Vorliegender Text

---

Das erste Beitragsprojekt des Offenen Roten Kreis: “Persönliche Lebensweisheiten – persönliches Lebensmotto”
Es hält sich wohl überwiegend die Zustimmung für die Aussage “je älter man wird, über um so mehr Erfahrung verfügt man, aus der eine gewisse Lebensweisheit entsteht”. Gemeinhin gilt das reife Senioren-Alter eines Menschen nicht zufällig auch als Altersweisheit im besten Sinn. Und es stimmt wohl, wenn man selbst aufgrund zahlreicher Erfahrungen auf das eigene Leben oder auch auf das der Angehörigen blickt und meint, viele Fragen für sich in Bezug auf das eigene Leben nun beantworten zu können oder aber den Sinn vergangener Erfahrungen besser zu verstehen.

---

Vorliegende Angaben
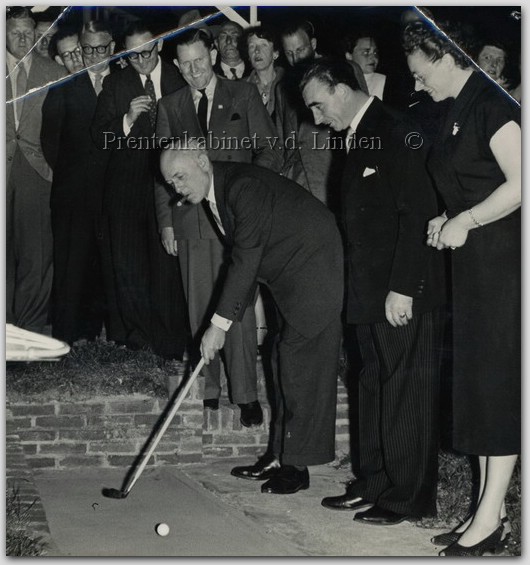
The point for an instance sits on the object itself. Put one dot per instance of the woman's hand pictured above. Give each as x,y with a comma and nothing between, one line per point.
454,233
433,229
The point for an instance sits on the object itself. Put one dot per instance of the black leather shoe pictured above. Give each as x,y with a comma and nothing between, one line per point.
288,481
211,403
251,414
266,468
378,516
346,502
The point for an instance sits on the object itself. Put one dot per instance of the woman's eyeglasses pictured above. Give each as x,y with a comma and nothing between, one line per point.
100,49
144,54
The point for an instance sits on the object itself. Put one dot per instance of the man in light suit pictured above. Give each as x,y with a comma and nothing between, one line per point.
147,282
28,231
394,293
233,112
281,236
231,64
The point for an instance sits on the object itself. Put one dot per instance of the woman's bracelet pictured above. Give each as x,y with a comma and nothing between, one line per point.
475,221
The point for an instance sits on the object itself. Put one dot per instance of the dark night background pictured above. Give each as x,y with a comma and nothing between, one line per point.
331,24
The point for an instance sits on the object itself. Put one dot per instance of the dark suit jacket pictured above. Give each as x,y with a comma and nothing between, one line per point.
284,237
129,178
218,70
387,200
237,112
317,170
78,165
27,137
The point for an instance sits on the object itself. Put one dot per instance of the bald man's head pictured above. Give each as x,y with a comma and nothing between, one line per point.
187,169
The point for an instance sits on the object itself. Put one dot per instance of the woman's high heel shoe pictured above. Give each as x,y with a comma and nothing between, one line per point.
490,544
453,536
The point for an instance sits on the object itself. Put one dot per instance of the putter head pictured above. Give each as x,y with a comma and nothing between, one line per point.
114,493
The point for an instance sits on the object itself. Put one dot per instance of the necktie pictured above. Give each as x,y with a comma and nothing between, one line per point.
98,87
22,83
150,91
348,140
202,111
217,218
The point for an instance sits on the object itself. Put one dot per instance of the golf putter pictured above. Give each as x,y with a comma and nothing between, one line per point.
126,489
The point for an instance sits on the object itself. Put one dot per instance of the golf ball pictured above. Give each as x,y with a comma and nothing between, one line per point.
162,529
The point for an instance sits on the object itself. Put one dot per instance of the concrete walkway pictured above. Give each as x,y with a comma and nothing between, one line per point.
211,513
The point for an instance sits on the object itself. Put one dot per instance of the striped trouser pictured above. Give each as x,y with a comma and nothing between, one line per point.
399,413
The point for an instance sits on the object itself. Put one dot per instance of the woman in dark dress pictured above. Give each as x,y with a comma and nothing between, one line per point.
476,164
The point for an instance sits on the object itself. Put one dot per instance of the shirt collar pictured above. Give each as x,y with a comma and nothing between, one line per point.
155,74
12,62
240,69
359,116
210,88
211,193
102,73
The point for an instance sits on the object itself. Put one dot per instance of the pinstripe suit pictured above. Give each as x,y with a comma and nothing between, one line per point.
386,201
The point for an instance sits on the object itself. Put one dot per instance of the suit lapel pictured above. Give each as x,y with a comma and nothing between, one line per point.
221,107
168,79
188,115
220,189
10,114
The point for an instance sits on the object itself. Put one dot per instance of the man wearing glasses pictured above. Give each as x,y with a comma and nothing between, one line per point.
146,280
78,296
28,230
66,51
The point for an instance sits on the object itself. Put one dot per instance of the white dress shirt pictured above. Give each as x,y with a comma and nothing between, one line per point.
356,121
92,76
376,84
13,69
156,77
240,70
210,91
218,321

---

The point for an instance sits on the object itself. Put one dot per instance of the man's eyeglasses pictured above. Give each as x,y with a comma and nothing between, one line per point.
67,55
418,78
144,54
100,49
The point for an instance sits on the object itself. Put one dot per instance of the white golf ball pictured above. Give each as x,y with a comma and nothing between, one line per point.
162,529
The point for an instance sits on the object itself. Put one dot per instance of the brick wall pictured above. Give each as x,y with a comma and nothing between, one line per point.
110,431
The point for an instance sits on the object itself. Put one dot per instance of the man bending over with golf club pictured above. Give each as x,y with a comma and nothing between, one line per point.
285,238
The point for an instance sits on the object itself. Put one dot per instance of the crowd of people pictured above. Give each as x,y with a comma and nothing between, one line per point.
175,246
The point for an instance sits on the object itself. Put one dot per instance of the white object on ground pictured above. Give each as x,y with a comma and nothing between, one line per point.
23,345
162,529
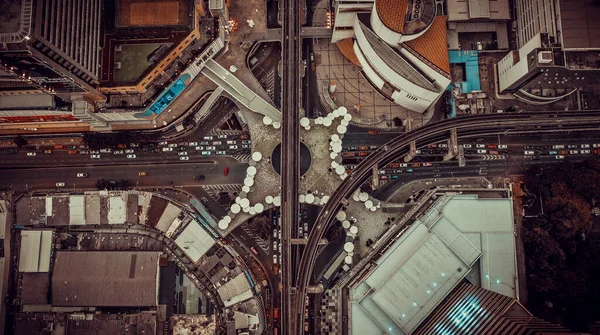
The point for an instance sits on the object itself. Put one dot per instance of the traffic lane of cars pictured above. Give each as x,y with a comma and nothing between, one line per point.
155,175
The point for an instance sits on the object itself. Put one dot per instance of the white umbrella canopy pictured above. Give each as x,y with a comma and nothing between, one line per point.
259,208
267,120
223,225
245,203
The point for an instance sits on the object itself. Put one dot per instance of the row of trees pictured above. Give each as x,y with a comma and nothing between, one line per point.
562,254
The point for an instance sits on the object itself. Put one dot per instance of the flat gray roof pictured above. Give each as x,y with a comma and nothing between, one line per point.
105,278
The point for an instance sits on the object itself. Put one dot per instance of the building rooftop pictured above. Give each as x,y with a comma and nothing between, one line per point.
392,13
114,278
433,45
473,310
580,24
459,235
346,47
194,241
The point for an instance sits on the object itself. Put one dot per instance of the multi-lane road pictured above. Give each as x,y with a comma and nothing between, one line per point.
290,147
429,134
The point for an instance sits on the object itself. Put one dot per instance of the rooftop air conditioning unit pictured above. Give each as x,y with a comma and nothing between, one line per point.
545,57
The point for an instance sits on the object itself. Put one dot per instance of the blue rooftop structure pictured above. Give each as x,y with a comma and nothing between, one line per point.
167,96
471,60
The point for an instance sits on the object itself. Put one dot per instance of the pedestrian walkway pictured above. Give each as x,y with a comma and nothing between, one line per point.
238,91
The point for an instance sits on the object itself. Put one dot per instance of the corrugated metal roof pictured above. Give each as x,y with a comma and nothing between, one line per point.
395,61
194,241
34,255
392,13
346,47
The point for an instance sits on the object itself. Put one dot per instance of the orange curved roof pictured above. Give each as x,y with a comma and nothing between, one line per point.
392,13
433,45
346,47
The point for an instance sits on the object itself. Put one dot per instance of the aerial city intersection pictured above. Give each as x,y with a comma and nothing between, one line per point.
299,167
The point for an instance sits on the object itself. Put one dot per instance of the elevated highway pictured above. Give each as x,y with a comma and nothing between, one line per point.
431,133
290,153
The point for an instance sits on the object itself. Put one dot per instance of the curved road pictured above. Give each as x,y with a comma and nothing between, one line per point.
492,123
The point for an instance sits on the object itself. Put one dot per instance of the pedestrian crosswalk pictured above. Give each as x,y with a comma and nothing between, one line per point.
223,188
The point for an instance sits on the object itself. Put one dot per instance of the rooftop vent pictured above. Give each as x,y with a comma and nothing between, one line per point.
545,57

---

Ziel A
Nenne alle Wortformen im Text über Lebensweisheit, die „weisheit“ enthalten, in der Reihenfolge ihres ersten Auftretens.
Ziel B
Führe den Text über Lebensweisheit im Alter nach seinem letzten Satz weiter.
Die Auflistung spielt hierfür keine Rolle.

Ergebnis A
Lebensweisheiten, Lebensweisheit, Altersweisheit

Ergebnis B
Jüngere Menschen, die den größten Teil des Lebens noch vor sich haben, denken vermutlich noch nicht an oder in Lebensweisheiten, können den Begriff aber sicher aus Gesprächen mit den Eltern oder Großeltern her identifizieren und schmunzeln vielleicht sogar, wenn wieder eine dieser “Lehren” zum Gespräch wird.
Ich möchte mit diesem Beitragsprojekt ein paar dieser Weisheiten oder Mottos abbilden und Dir nahe bringen. Hierbei unterscheide ich nicht in der Bedeutung von Lebensweisheit oder Motto, beides ist persönlich von Wert, beides bezieht sich auf das jeweilige Leben. So verschieden die Leben der Menschen auch verlaufen mögen, vielleicht gibt es in den Erkenntnisprozessen, der Essenz-Erfassung, Gemeinsamkeiten, die womöglich auf gute Weise zu einem Gefühl der Verbundenheit führen, auch wenn man den Menschen persönlich gar nicht kennt, von dem sie stammt.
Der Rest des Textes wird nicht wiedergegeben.